§ WRITTEN INSTRUCTION
Scale the coordinates in the answers by 0.95, rounding each to a whole number with halves going up, and write the lines out again with their requests unchanged. Begin at the start of the records, stop after the line that contains "(1207, 706)", and leave the pictures out.

━━━━━━━━━━━━━━━━━━━━

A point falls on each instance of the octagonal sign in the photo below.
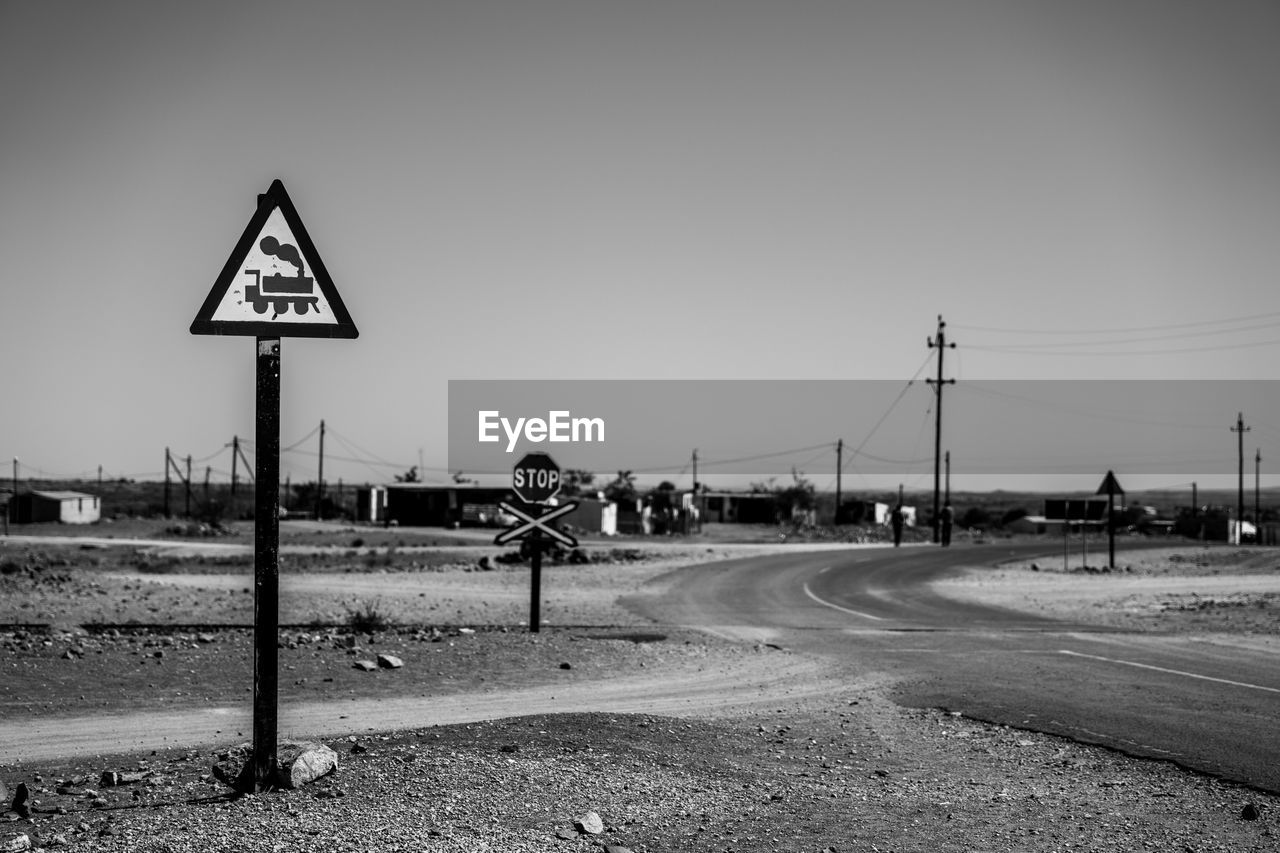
(536, 478)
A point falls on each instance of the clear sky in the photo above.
(645, 190)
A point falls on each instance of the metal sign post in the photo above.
(534, 527)
(266, 564)
(1110, 486)
(304, 304)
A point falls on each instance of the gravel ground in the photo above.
(1179, 589)
(835, 771)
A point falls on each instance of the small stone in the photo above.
(16, 844)
(590, 824)
(19, 801)
(302, 763)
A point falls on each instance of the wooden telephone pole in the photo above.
(941, 343)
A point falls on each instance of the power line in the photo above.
(1029, 350)
(1123, 331)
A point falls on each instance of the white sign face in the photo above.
(275, 283)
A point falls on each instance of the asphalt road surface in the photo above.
(1207, 706)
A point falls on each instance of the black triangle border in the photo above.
(204, 323)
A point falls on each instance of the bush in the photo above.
(366, 619)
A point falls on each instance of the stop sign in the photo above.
(535, 479)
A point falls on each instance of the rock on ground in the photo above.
(302, 763)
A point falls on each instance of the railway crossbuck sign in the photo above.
(274, 283)
(538, 524)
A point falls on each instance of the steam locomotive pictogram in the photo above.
(279, 292)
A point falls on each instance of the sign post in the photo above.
(1110, 486)
(535, 480)
(274, 241)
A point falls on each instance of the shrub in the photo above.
(366, 619)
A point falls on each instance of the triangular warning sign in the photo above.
(274, 283)
(1110, 484)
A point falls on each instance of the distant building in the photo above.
(730, 507)
(371, 503)
(68, 507)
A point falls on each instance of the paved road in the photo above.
(1208, 706)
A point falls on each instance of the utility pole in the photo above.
(941, 343)
(320, 474)
(234, 454)
(947, 495)
(1239, 493)
(840, 454)
(698, 501)
(1257, 491)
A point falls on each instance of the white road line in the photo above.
(844, 610)
(1161, 669)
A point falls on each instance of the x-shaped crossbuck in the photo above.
(538, 523)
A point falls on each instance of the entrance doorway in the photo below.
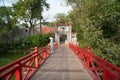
(62, 38)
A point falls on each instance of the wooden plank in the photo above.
(62, 65)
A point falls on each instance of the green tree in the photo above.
(30, 11)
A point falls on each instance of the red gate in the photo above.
(25, 67)
(98, 68)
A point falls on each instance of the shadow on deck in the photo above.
(62, 65)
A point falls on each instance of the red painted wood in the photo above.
(96, 66)
(25, 67)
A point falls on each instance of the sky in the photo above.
(56, 6)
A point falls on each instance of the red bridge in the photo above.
(63, 65)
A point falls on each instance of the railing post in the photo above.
(106, 75)
(18, 72)
(36, 58)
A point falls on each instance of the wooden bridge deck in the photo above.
(62, 65)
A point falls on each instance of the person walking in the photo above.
(52, 50)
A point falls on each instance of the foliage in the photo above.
(30, 12)
(97, 23)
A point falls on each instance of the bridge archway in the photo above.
(62, 38)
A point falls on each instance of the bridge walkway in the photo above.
(62, 65)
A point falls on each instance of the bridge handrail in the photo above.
(25, 67)
(98, 68)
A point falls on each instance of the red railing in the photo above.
(25, 67)
(98, 68)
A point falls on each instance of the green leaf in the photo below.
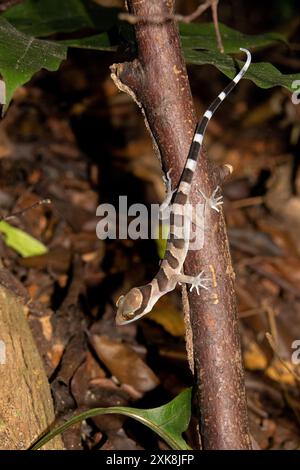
(22, 56)
(21, 242)
(46, 17)
(168, 421)
(98, 42)
(263, 74)
(203, 36)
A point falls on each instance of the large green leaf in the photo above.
(168, 421)
(22, 56)
(203, 36)
(45, 17)
(263, 74)
(21, 242)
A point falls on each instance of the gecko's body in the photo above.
(140, 300)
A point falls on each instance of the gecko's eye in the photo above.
(120, 301)
(128, 315)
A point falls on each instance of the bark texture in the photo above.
(26, 408)
(158, 82)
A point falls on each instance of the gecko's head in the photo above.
(127, 306)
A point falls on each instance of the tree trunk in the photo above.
(158, 82)
(26, 408)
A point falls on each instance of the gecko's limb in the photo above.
(195, 281)
(214, 201)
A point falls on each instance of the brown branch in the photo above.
(158, 82)
(156, 19)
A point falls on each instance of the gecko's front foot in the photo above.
(200, 281)
(214, 201)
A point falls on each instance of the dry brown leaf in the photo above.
(124, 363)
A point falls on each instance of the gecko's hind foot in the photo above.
(214, 201)
(167, 180)
(200, 281)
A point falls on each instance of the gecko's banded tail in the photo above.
(191, 162)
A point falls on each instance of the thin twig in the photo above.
(214, 9)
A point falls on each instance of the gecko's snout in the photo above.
(127, 306)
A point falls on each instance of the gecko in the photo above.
(140, 300)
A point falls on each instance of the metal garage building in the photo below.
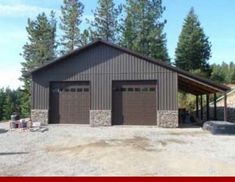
(103, 84)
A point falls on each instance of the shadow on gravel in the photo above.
(13, 153)
(3, 131)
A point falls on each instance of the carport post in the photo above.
(225, 107)
(201, 107)
(207, 107)
(197, 106)
(215, 107)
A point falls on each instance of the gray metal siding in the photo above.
(101, 65)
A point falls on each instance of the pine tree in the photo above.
(72, 11)
(106, 21)
(39, 50)
(194, 49)
(143, 28)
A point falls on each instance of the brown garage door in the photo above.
(134, 103)
(69, 102)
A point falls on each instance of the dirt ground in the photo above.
(115, 151)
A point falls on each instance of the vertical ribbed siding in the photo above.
(101, 65)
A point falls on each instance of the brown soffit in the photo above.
(219, 87)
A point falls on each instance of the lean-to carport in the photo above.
(200, 87)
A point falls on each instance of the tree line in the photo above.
(137, 25)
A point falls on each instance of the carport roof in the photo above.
(186, 81)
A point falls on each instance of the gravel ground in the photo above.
(72, 150)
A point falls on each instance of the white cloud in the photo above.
(21, 10)
(10, 78)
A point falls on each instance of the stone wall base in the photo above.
(40, 116)
(100, 118)
(168, 119)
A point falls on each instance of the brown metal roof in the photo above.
(209, 86)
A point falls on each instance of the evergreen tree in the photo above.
(194, 49)
(106, 21)
(143, 28)
(39, 50)
(72, 11)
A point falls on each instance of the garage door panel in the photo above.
(69, 102)
(134, 103)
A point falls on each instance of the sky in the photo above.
(216, 17)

━━━━━━━━━━━━━━━━━━━━

§ EXERCISE ANSWER
A point falls on each instance of the octagonal sign in the photo below.
(509, 454)
A point falls on each instance of the clear sky in the photo above.
(613, 181)
A point falls on each instance of the metal sign post in the photo above.
(507, 501)
(253, 536)
(1055, 462)
(289, 289)
A point falls on each instance of the gravel ground in the photo above.
(1120, 560)
(793, 732)
A point falls on each instance of the small stone in the photo above.
(15, 802)
(561, 783)
(18, 761)
(287, 725)
A point falls on each instance of the wooden telephone pole in the photo above.
(894, 326)
A point falls on each instance of the power line in the photo above.
(978, 333)
(1067, 314)
A point falls on each instance of the white sign face in the photo above.
(261, 269)
A point falls on each instance of the asphalt road surface in the photo above.
(1147, 671)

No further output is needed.